### Problem requirements
Express the records from the line containing "Expected behaviour: for every instance of the red" through the end of the records as a JSON list of strings, one string per line, with blank lines and the pictures left out.

◆ ◆ ◆ ◆ ◆ ◆ ◆

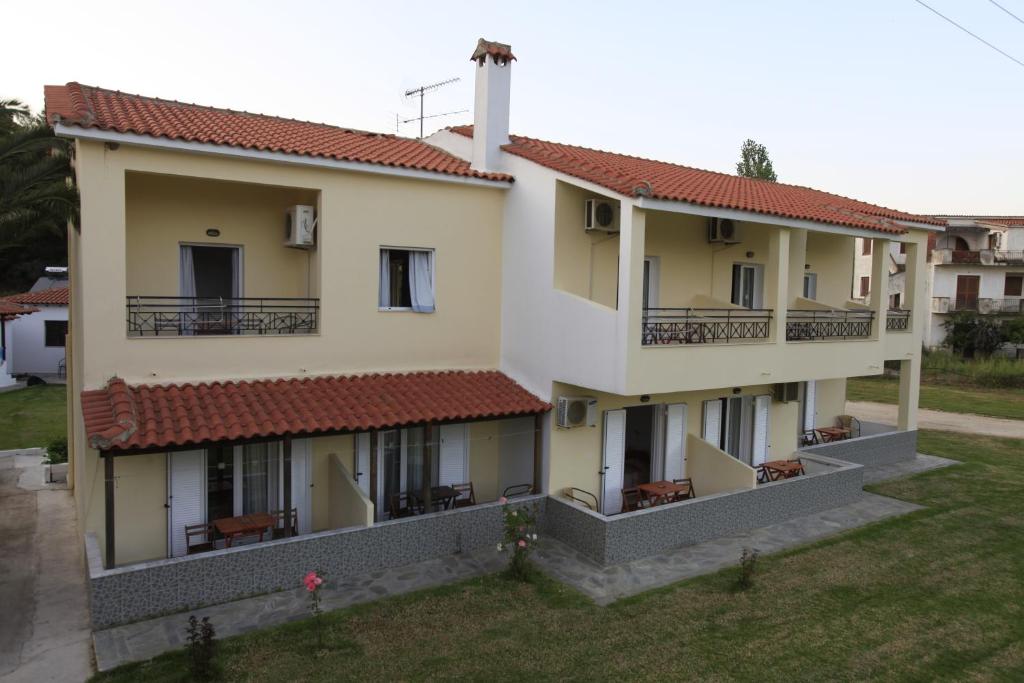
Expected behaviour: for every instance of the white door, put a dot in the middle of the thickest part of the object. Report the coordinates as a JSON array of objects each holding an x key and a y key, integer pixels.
[
  {"x": 675, "y": 441},
  {"x": 454, "y": 460},
  {"x": 761, "y": 407},
  {"x": 713, "y": 422},
  {"x": 614, "y": 460},
  {"x": 809, "y": 408},
  {"x": 186, "y": 496},
  {"x": 361, "y": 473}
]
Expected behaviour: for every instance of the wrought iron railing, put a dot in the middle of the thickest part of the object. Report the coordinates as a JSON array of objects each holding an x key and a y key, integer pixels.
[
  {"x": 898, "y": 321},
  {"x": 817, "y": 325},
  {"x": 186, "y": 316},
  {"x": 704, "y": 326}
]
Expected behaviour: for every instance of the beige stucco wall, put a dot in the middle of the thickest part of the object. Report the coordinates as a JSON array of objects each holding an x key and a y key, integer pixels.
[{"x": 576, "y": 455}]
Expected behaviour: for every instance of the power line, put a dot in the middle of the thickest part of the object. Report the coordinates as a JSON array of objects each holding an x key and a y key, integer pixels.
[
  {"x": 973, "y": 35},
  {"x": 1007, "y": 10}
]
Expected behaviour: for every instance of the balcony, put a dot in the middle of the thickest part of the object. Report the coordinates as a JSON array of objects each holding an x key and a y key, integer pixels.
[
  {"x": 184, "y": 316},
  {"x": 827, "y": 325},
  {"x": 898, "y": 321},
  {"x": 704, "y": 326}
]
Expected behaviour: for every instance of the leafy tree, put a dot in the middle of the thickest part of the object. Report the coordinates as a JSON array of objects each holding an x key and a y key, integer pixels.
[
  {"x": 37, "y": 199},
  {"x": 754, "y": 162}
]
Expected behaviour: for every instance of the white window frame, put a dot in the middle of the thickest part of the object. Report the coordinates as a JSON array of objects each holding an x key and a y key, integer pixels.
[{"x": 433, "y": 274}]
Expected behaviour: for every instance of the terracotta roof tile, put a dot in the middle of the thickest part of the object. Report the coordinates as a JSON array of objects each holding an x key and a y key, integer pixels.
[
  {"x": 634, "y": 176},
  {"x": 55, "y": 297},
  {"x": 87, "y": 107},
  {"x": 121, "y": 417}
]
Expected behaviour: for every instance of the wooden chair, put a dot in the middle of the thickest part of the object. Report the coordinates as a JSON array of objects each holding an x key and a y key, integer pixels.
[
  {"x": 851, "y": 423},
  {"x": 199, "y": 538},
  {"x": 279, "y": 527},
  {"x": 689, "y": 493},
  {"x": 518, "y": 489},
  {"x": 466, "y": 496}
]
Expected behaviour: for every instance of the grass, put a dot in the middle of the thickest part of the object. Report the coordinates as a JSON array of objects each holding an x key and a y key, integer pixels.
[
  {"x": 933, "y": 595},
  {"x": 990, "y": 401},
  {"x": 32, "y": 417}
]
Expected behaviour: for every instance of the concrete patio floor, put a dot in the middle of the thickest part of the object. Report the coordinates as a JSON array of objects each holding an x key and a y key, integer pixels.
[{"x": 142, "y": 640}]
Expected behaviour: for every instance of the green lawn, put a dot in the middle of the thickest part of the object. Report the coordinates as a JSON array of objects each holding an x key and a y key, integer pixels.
[
  {"x": 934, "y": 595},
  {"x": 995, "y": 402},
  {"x": 32, "y": 417}
]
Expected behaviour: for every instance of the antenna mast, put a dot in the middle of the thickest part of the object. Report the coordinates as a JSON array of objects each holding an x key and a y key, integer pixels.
[{"x": 422, "y": 90}]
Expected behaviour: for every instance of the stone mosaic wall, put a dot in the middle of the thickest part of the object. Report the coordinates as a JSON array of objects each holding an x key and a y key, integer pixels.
[
  {"x": 141, "y": 591},
  {"x": 879, "y": 450},
  {"x": 634, "y": 535}
]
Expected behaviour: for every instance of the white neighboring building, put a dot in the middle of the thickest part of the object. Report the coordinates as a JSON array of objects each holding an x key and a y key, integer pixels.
[{"x": 35, "y": 342}]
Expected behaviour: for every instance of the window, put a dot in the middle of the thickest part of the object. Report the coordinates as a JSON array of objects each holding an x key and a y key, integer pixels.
[
  {"x": 55, "y": 331},
  {"x": 407, "y": 280},
  {"x": 1014, "y": 285}
]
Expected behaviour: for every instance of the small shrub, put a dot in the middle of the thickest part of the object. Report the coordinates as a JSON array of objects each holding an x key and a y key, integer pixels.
[
  {"x": 748, "y": 565},
  {"x": 201, "y": 646},
  {"x": 56, "y": 451},
  {"x": 520, "y": 538}
]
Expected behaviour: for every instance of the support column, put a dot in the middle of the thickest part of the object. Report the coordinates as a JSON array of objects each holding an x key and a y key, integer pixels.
[
  {"x": 286, "y": 466},
  {"x": 109, "y": 509},
  {"x": 776, "y": 294},
  {"x": 909, "y": 392}
]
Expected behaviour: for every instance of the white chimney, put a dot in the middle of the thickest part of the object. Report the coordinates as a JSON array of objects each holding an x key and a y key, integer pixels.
[{"x": 491, "y": 107}]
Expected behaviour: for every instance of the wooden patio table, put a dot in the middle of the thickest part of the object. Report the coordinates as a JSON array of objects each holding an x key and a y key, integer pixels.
[
  {"x": 662, "y": 492},
  {"x": 829, "y": 434},
  {"x": 251, "y": 524}
]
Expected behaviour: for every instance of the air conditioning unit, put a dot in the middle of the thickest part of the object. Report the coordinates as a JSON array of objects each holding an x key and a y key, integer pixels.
[
  {"x": 722, "y": 230},
  {"x": 300, "y": 230},
  {"x": 600, "y": 215},
  {"x": 577, "y": 412},
  {"x": 786, "y": 392}
]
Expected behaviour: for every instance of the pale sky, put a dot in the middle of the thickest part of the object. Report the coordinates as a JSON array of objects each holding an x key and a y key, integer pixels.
[{"x": 876, "y": 99}]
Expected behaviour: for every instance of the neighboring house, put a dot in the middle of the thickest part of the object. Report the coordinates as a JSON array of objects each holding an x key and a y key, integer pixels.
[
  {"x": 977, "y": 265},
  {"x": 410, "y": 332},
  {"x": 35, "y": 343}
]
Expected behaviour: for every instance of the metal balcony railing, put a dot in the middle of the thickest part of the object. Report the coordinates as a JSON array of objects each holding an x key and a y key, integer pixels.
[
  {"x": 704, "y": 326},
  {"x": 184, "y": 316},
  {"x": 897, "y": 321},
  {"x": 820, "y": 325}
]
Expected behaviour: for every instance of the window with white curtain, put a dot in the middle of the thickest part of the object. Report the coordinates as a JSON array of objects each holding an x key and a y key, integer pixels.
[{"x": 407, "y": 280}]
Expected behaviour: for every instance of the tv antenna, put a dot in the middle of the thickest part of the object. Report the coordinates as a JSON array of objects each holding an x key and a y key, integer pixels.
[{"x": 420, "y": 92}]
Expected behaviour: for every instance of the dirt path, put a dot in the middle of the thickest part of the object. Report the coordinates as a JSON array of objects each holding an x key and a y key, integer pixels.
[{"x": 957, "y": 422}]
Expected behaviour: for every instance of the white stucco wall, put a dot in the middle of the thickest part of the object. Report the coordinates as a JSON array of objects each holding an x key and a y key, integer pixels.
[{"x": 26, "y": 337}]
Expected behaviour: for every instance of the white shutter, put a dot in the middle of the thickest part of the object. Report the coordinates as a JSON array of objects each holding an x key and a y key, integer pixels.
[
  {"x": 361, "y": 472},
  {"x": 809, "y": 407},
  {"x": 301, "y": 482},
  {"x": 761, "y": 407},
  {"x": 454, "y": 465},
  {"x": 713, "y": 422},
  {"x": 614, "y": 458},
  {"x": 186, "y": 489},
  {"x": 675, "y": 441}
]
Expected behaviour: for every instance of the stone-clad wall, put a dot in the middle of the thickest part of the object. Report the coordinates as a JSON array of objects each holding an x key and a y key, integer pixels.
[
  {"x": 142, "y": 591},
  {"x": 635, "y": 535},
  {"x": 878, "y": 450}
]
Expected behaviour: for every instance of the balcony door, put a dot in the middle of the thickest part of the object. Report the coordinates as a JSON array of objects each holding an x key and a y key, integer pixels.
[{"x": 967, "y": 292}]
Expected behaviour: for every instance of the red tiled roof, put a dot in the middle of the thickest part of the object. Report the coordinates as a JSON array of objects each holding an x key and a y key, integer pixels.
[
  {"x": 54, "y": 297},
  {"x": 132, "y": 418},
  {"x": 634, "y": 176},
  {"x": 87, "y": 107}
]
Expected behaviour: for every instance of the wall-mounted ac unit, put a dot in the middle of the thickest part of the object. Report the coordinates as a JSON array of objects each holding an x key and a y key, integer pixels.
[
  {"x": 722, "y": 230},
  {"x": 577, "y": 412},
  {"x": 300, "y": 228},
  {"x": 786, "y": 392},
  {"x": 600, "y": 215}
]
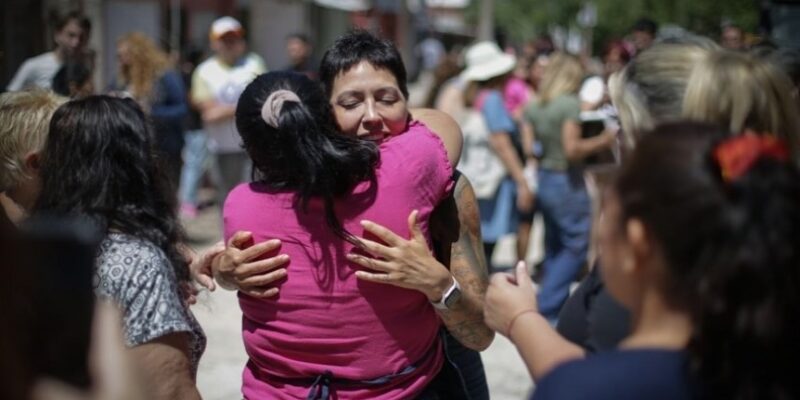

◆ ◆ ◆ ◆ ◆ ◆ ◆

### Answer in full
[
  "Expected behaviour: for every instance of the red tiled roof, put a dot in the middle of the thickest part of the object. Report the coordinates as a JSON array of objects each holding an x key and a y key, integer pixels.",
  "[",
  "  {\"x\": 54, \"y\": 297},",
  "  {\"x\": 132, \"y\": 418},",
  "  {\"x\": 634, \"y\": 176},",
  "  {\"x\": 87, \"y\": 107}",
  "]",
  "Expected behaviour: for every instance of the wall-mounted ac unit, put a dot in the middle of the thickest part of the object. Report the coordinates as a JSON array of objects each holding an x key and a y key, integer pixels.",
  "[",
  "  {\"x\": 722, \"y\": 230},",
  "  {\"x\": 577, \"y\": 412},",
  "  {\"x\": 300, \"y\": 228},",
  "  {\"x\": 786, \"y\": 392},",
  "  {\"x\": 600, \"y\": 215}",
  "]"
]